[WORK INSTRUCTIONS]: Filter this data down to the lines that hold "bird", and copy them.

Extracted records
════
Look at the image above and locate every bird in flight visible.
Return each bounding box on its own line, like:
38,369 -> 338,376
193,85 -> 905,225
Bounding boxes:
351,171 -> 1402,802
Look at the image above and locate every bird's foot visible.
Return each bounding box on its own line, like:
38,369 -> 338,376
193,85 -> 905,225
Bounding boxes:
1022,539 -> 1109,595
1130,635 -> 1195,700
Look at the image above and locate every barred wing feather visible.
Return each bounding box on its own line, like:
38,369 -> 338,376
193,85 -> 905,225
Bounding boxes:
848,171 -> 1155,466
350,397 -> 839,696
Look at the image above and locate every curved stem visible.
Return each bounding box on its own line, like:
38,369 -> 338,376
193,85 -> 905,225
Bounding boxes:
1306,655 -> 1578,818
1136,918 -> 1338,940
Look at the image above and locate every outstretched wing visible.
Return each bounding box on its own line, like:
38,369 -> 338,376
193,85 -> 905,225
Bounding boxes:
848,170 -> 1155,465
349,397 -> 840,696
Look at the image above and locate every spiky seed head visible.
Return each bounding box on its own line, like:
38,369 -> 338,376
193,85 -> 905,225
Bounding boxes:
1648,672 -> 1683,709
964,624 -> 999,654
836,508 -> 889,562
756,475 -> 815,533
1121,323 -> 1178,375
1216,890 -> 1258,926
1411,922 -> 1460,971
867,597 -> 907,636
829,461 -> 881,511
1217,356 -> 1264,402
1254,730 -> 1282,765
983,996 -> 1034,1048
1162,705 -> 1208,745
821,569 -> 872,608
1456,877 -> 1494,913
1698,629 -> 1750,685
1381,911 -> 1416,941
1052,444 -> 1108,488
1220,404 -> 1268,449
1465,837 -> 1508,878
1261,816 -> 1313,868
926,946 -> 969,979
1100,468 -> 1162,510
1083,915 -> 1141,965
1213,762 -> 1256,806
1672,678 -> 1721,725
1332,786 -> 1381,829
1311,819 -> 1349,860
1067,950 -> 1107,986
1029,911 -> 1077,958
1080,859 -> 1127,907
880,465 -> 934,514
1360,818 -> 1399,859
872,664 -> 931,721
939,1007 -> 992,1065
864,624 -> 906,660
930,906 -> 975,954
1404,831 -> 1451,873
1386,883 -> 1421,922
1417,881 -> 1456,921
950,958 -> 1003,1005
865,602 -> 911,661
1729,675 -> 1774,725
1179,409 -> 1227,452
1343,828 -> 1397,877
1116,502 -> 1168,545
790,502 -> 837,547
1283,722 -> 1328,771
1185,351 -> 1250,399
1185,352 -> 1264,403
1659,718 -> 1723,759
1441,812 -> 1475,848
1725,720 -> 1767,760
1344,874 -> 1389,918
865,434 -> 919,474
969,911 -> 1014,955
════
[TASK ANSWER]:
Look at the image above and locate every bird in flight visible.
Look at the image above and locate every bird's foot visible.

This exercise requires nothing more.